+++ DATA PROVIDED
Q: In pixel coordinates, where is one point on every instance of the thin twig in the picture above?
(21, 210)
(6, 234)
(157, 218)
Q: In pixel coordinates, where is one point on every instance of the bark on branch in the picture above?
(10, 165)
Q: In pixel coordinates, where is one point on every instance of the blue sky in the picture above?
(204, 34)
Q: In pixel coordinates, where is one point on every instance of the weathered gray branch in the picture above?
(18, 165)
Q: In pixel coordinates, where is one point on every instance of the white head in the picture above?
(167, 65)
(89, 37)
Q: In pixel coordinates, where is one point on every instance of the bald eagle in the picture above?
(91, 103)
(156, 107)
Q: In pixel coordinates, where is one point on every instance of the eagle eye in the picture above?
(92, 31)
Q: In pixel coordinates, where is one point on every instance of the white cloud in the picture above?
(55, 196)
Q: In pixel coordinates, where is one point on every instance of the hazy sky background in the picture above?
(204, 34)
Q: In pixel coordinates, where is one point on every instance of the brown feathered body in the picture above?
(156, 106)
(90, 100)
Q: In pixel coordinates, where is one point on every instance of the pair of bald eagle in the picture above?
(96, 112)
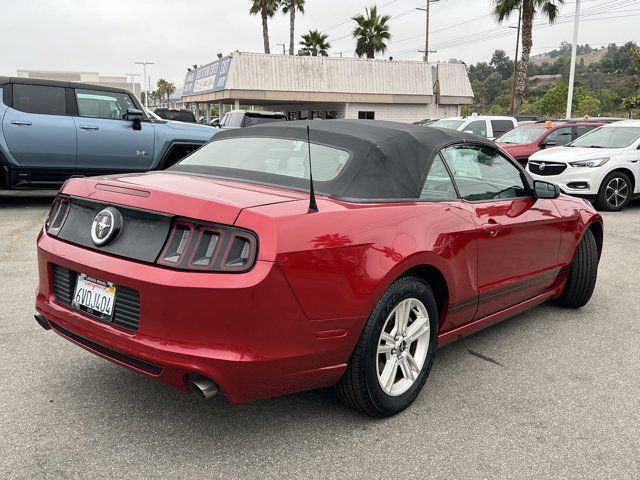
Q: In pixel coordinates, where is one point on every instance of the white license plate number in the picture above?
(95, 297)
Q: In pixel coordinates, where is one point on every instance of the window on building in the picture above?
(101, 104)
(366, 115)
(39, 99)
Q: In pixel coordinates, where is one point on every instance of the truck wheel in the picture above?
(394, 354)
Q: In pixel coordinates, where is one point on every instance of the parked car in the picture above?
(54, 130)
(485, 126)
(224, 274)
(250, 118)
(176, 114)
(603, 165)
(524, 140)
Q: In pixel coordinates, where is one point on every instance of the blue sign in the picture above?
(208, 78)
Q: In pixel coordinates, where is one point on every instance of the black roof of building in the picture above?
(388, 161)
(57, 83)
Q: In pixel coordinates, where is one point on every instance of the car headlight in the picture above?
(597, 162)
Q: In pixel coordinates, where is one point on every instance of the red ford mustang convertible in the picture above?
(300, 255)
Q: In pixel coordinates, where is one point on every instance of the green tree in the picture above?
(588, 105)
(371, 32)
(501, 62)
(315, 43)
(530, 8)
(266, 9)
(290, 7)
(165, 89)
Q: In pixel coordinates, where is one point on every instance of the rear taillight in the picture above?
(209, 247)
(57, 215)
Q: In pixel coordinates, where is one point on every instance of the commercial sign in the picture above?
(208, 78)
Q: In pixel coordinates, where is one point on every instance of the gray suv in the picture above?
(53, 130)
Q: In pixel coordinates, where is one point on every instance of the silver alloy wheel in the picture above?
(616, 191)
(403, 346)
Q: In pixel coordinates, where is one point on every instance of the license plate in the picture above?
(95, 297)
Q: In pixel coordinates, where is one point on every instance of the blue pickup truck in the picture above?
(50, 131)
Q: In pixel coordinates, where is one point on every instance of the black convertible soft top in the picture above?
(389, 160)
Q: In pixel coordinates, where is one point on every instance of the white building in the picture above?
(330, 87)
(83, 77)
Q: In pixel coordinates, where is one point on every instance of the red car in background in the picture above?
(525, 140)
(225, 274)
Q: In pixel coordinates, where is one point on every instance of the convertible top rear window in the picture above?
(275, 156)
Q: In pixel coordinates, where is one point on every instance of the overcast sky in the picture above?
(108, 36)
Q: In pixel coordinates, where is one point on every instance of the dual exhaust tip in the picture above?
(201, 386)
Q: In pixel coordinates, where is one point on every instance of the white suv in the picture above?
(602, 165)
(489, 126)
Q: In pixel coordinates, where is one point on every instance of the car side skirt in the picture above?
(481, 323)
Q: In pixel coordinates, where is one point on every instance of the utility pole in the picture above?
(574, 51)
(515, 64)
(133, 77)
(146, 81)
(426, 40)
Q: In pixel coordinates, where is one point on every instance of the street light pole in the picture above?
(146, 81)
(574, 51)
(133, 78)
(515, 63)
(426, 41)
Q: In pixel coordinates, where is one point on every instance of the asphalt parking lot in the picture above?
(551, 393)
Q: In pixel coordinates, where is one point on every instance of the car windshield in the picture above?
(272, 156)
(608, 137)
(451, 124)
(177, 115)
(520, 135)
(251, 120)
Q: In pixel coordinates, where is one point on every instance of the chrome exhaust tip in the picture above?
(42, 321)
(202, 387)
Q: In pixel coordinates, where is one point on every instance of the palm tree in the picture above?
(530, 8)
(315, 43)
(371, 32)
(266, 9)
(290, 7)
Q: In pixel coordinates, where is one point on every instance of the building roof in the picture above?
(453, 84)
(387, 160)
(287, 78)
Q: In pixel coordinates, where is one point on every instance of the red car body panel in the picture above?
(522, 152)
(292, 321)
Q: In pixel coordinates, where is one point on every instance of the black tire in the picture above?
(582, 276)
(604, 201)
(359, 386)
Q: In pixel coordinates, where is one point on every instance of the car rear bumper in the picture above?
(246, 332)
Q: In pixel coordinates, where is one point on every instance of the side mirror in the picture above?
(136, 117)
(545, 189)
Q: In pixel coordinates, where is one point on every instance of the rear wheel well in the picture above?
(176, 153)
(598, 233)
(437, 282)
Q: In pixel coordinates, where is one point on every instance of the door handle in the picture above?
(491, 227)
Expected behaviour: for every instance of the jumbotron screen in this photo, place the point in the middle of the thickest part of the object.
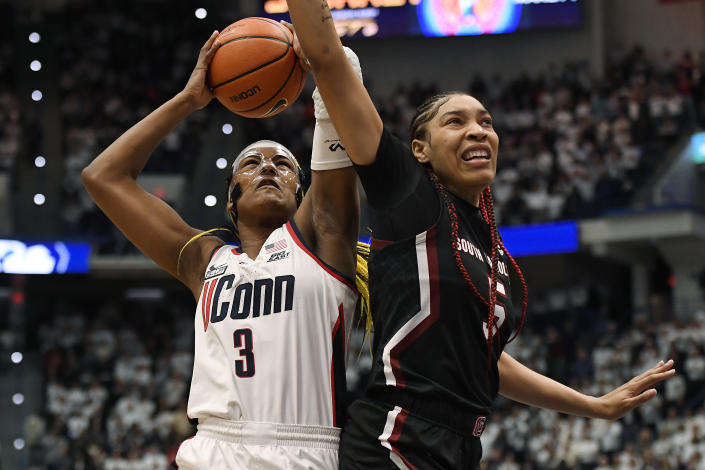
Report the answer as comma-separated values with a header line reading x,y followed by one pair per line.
x,y
368,18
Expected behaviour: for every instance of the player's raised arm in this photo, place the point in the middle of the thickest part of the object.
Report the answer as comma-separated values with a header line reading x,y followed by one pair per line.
x,y
522,384
349,105
111,180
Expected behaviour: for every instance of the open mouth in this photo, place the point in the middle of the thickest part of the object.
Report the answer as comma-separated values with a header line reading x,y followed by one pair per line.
x,y
268,182
471,155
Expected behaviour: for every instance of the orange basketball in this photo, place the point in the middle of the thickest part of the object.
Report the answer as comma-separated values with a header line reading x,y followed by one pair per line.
x,y
255,72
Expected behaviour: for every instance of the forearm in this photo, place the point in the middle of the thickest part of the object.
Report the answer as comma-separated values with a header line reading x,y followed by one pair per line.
x,y
316,32
519,383
127,156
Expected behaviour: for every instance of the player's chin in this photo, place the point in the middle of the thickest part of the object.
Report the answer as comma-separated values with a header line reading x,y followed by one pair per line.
x,y
480,177
276,201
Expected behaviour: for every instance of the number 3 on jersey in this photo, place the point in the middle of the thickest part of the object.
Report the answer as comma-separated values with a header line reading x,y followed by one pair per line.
x,y
243,341
499,310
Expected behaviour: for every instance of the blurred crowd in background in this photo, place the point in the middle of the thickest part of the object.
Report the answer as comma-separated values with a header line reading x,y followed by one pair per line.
x,y
571,146
117,379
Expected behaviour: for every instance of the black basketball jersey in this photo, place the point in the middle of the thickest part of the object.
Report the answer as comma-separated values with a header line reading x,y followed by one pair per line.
x,y
430,328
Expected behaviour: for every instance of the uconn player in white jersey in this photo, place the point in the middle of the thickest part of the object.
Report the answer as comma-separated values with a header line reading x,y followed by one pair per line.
x,y
272,312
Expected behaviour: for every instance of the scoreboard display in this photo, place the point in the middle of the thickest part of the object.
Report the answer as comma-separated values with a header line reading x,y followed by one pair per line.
x,y
369,18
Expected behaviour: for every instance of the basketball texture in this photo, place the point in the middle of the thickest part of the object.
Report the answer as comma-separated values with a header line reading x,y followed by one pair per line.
x,y
255,72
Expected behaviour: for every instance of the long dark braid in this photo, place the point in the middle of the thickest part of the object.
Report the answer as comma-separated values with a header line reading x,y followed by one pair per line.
x,y
425,113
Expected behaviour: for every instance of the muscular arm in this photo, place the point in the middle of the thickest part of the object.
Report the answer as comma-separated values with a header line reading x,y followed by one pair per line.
x,y
329,217
150,223
349,105
519,383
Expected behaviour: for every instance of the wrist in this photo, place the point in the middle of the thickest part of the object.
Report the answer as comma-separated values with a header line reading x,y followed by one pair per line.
x,y
186,102
597,407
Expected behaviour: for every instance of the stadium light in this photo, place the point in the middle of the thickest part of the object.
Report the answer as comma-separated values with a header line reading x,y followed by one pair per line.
x,y
18,399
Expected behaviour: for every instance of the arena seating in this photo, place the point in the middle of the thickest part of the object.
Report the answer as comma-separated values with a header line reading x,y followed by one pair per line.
x,y
570,146
117,378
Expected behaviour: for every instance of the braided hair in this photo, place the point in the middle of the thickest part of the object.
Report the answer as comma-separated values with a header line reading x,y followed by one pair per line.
x,y
424,114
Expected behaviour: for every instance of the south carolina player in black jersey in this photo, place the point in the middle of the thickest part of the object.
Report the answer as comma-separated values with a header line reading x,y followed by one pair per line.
x,y
439,278
272,311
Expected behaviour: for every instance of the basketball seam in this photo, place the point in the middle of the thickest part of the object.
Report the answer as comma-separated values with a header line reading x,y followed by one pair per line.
x,y
256,68
291,72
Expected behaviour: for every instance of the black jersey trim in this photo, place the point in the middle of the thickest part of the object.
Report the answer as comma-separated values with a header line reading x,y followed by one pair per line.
x,y
337,370
427,315
299,239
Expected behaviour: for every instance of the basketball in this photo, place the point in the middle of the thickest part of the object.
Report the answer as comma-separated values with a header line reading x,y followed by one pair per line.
x,y
255,72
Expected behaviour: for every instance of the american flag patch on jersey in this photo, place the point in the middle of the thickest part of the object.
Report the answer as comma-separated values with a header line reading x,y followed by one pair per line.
x,y
276,246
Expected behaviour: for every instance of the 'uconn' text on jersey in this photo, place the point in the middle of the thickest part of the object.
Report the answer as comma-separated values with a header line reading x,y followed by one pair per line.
x,y
263,297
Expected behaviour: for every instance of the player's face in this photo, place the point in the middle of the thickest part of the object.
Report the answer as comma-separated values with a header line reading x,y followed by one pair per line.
x,y
461,146
268,181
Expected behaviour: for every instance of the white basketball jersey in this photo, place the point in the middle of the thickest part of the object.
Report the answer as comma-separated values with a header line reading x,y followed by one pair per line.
x,y
270,335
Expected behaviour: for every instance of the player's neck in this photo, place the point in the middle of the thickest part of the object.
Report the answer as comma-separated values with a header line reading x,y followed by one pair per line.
x,y
252,237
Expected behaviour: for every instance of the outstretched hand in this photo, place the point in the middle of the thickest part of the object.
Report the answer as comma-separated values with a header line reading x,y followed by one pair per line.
x,y
638,390
196,89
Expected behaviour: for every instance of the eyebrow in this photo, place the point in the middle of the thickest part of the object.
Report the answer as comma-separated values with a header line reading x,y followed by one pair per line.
x,y
459,112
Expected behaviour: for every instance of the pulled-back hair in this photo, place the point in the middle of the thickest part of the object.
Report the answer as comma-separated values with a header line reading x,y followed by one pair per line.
x,y
427,111
424,114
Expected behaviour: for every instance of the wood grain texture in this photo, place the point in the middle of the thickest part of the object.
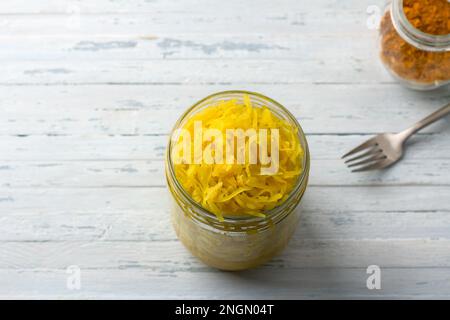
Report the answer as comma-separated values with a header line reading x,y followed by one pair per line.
x,y
89,91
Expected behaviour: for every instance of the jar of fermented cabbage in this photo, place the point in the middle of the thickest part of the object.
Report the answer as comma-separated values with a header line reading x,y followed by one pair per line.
x,y
232,216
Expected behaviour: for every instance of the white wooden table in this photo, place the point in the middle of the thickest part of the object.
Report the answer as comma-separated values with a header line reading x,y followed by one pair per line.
x,y
89,91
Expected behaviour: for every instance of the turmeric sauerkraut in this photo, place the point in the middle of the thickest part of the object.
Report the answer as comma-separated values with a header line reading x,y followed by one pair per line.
x,y
230,187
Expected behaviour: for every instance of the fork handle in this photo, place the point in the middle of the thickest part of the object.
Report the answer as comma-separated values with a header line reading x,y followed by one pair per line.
x,y
442,112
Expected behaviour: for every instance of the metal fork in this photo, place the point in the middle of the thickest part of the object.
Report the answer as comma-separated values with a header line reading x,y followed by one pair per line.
x,y
386,149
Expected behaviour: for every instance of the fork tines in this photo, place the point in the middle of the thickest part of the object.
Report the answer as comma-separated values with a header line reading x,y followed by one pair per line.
x,y
369,156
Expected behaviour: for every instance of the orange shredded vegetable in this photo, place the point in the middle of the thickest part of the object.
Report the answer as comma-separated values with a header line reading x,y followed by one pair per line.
x,y
233,189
++++++
* [PROBLEM REQUIREMENTS]: All lines in the data that contain the word "uconn" should be copied.

* [RESPONSE BOX]:
Expected behaviour: for every instance of the uconn player in white jersey in this photo, place the point in the middle of the thickest part of the object.
Expected behaviour: for every instance of the 'uconn' text on jersey in this photo, place the point in the middle of the thickest part of the object.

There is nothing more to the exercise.